Entries supplied ->
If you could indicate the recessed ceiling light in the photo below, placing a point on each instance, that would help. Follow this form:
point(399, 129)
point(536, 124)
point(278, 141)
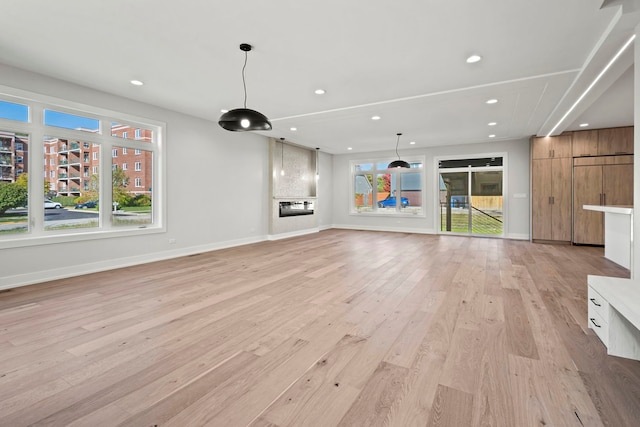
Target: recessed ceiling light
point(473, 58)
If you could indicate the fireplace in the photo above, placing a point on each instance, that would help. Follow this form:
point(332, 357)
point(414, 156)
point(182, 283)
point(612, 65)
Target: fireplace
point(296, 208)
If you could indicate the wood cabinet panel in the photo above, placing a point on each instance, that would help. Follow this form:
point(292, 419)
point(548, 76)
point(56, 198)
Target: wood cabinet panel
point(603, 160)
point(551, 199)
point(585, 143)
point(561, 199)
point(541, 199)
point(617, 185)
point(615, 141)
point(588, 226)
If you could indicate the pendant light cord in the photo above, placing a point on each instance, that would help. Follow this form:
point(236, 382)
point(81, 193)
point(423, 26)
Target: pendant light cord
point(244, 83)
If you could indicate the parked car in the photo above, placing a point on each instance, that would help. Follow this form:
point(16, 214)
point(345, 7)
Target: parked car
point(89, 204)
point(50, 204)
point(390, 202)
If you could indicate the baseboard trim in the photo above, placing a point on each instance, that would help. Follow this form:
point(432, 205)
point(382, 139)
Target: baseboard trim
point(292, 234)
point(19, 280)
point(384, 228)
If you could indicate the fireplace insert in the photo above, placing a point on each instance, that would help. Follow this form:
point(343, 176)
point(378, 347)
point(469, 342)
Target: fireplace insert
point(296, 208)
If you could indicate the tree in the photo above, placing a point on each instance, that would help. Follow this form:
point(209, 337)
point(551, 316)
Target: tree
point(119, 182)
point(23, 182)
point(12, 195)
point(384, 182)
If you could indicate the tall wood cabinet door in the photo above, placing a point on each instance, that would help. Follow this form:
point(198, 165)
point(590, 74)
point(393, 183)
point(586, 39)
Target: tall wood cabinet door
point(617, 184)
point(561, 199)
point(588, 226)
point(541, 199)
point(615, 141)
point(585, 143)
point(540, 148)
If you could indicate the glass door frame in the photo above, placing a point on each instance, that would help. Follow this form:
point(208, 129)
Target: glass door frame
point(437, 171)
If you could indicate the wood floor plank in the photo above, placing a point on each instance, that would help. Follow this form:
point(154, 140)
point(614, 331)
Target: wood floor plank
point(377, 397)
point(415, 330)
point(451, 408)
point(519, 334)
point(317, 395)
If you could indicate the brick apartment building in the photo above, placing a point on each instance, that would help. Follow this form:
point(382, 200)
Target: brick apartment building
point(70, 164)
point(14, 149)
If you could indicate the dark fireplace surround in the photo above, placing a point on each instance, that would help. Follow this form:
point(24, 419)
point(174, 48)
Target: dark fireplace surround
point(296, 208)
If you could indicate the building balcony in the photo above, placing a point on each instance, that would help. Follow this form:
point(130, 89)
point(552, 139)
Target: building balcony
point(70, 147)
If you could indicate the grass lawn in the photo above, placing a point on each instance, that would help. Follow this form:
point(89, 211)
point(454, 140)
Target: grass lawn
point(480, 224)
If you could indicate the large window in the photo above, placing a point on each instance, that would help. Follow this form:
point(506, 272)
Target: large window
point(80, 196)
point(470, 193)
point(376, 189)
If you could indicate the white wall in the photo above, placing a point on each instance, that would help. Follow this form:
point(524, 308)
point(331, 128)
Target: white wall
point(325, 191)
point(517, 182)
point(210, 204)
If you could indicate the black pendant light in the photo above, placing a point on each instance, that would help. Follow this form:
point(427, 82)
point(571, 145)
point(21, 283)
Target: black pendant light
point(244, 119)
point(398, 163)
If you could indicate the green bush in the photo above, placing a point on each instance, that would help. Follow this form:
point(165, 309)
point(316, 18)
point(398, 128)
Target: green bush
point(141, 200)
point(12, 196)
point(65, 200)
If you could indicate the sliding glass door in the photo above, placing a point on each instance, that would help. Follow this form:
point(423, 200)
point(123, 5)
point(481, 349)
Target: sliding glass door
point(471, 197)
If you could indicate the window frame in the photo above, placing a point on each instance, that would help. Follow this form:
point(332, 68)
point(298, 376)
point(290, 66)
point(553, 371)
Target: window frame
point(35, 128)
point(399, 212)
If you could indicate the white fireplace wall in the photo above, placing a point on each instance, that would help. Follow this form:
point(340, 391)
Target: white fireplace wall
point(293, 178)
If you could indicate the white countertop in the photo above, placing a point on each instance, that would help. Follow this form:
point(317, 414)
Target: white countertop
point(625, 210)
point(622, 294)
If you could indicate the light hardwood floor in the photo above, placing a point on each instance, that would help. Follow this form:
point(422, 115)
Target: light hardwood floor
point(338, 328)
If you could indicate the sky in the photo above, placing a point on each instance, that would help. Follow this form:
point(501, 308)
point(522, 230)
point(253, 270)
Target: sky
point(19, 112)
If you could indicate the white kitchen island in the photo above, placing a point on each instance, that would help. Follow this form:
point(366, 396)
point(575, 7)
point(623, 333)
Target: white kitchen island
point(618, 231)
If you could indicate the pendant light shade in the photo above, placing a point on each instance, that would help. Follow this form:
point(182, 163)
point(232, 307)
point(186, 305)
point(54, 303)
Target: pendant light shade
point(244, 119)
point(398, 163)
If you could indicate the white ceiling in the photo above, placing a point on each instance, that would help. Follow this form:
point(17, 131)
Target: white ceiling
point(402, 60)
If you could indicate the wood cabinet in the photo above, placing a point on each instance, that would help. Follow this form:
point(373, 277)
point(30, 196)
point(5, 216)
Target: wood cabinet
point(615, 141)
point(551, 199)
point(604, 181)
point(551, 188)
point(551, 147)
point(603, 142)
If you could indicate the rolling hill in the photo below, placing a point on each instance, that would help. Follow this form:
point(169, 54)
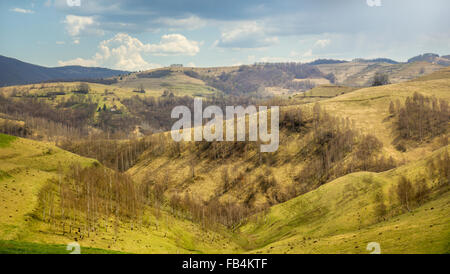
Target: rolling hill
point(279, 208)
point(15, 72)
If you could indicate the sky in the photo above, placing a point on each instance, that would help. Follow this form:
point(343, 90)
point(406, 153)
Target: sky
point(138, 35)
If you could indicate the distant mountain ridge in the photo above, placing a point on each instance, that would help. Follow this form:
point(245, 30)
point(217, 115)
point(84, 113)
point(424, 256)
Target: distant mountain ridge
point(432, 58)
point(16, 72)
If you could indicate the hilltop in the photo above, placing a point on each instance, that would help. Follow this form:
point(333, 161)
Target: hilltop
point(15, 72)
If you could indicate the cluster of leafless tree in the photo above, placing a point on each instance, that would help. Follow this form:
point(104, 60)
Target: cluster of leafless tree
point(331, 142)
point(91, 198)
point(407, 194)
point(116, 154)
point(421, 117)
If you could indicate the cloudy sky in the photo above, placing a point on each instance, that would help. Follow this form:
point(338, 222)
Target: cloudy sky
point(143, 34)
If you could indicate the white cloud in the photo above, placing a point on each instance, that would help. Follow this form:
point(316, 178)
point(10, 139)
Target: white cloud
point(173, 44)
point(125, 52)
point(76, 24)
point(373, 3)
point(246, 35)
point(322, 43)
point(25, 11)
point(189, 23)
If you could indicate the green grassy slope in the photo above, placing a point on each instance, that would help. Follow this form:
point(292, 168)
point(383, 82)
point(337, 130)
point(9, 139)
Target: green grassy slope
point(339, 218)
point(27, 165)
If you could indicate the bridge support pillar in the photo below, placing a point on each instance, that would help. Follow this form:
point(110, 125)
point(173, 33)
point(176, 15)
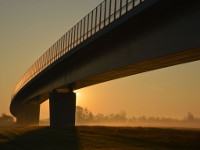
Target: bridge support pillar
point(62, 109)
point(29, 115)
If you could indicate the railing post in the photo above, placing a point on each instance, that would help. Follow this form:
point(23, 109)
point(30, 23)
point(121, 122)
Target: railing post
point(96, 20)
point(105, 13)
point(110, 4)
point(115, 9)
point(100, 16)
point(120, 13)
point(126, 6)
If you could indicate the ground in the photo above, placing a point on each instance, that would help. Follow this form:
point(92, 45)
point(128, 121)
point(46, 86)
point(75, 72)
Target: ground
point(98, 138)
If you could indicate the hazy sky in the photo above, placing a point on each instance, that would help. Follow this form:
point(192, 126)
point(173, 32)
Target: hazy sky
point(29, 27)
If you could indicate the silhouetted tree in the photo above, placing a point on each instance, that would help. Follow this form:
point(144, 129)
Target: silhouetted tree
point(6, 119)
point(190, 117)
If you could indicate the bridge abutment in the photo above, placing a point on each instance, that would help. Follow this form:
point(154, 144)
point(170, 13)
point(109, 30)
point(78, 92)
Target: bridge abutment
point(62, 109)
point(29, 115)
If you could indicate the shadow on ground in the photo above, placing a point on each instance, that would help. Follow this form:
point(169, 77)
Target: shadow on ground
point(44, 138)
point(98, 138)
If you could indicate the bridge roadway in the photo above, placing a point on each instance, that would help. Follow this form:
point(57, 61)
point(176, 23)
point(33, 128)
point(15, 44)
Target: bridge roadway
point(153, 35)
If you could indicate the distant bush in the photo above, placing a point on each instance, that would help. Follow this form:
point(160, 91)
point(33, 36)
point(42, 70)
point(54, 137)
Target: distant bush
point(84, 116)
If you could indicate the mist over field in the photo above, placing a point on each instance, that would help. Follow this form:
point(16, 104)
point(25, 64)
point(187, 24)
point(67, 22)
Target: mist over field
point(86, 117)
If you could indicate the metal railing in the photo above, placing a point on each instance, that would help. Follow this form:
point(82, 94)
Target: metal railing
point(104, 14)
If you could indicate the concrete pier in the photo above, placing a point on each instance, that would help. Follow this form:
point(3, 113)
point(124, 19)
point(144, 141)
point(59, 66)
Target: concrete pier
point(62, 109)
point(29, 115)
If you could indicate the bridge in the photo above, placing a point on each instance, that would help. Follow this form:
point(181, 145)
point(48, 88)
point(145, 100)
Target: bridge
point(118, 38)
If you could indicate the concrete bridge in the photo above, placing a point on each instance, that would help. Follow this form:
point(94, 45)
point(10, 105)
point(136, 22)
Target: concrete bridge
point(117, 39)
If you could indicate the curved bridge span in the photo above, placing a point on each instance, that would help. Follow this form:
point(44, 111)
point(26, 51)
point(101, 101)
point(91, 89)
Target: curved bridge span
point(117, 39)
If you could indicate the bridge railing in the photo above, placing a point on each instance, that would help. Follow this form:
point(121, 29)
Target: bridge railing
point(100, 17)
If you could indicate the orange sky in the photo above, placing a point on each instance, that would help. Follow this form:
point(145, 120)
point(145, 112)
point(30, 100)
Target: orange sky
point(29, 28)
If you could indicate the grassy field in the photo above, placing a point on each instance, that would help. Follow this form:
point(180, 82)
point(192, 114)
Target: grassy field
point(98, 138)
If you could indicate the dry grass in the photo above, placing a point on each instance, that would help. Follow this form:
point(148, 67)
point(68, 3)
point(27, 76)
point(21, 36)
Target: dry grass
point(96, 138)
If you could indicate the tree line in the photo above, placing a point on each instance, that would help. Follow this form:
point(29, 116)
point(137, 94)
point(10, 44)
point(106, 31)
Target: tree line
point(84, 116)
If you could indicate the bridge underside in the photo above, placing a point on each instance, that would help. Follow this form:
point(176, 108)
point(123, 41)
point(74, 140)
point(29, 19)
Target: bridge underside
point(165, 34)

Task objective -> Based on the material above, how many lines contain the string "below"? State the number alone.

Answer section -> 3